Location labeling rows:
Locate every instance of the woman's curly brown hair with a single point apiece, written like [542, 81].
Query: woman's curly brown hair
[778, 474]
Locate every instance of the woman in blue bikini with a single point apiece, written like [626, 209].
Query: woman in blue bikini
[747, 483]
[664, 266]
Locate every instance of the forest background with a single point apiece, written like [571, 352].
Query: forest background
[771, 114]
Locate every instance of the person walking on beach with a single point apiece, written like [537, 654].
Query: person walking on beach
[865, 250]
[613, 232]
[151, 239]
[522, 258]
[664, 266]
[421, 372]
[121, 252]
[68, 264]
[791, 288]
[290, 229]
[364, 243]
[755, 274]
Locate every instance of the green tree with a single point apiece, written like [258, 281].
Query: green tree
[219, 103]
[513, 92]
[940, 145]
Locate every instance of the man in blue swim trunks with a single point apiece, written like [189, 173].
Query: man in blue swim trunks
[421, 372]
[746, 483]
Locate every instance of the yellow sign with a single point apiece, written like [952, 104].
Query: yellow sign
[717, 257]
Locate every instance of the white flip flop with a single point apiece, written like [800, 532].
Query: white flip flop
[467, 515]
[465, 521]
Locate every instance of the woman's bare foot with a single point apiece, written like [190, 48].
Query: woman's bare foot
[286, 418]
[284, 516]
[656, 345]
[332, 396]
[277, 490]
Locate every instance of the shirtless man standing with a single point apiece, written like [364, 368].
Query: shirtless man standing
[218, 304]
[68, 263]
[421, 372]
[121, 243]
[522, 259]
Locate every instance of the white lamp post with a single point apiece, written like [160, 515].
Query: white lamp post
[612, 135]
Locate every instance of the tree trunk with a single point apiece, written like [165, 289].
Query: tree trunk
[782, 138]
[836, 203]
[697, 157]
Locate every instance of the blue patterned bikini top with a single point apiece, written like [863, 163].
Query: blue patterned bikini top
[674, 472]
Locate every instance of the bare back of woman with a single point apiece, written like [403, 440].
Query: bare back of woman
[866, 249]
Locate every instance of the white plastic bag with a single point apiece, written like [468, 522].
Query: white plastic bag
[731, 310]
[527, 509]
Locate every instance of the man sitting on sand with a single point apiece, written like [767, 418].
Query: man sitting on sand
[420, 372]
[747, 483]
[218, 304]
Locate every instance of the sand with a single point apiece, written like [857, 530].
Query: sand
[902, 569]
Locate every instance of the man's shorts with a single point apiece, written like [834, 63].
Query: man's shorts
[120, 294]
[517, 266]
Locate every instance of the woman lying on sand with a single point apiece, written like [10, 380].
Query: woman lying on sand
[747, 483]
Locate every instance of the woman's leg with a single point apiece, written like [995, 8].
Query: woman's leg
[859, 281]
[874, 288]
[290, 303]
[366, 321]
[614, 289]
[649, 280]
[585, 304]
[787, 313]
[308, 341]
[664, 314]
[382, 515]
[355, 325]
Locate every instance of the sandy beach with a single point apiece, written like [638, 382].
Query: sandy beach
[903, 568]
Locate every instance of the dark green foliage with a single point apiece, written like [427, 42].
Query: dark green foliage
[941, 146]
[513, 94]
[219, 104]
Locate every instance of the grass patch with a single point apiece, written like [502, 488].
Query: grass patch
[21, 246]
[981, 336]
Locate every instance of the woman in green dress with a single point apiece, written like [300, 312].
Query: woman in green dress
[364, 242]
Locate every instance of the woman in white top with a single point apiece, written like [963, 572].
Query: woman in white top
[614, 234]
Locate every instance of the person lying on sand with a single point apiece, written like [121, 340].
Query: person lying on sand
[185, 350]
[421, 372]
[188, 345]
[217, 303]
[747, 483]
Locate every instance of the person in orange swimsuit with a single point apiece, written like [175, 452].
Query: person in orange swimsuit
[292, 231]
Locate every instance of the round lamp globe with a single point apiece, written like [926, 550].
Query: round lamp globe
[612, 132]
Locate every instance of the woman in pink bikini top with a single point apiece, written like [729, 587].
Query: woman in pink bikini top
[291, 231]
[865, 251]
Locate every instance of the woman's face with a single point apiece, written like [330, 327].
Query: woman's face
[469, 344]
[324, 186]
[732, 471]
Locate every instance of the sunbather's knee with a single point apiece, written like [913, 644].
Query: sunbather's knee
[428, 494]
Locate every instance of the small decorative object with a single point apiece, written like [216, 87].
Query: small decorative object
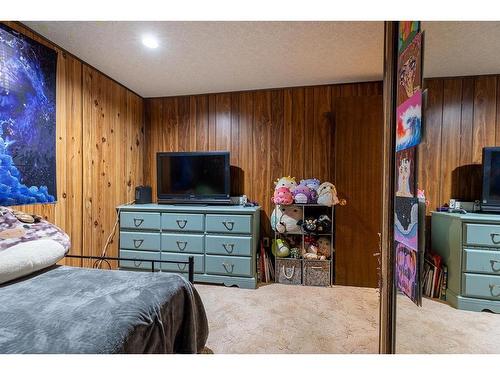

REQUEST
Gather every line in the rows above that contains the string “curly”, treating uppercase and lowercase as different.

RESPONSE BELOW
Locate every instance of the woman's curly brown hair with a single point apiece, written like [542, 81].
Query: woman's curly brown hair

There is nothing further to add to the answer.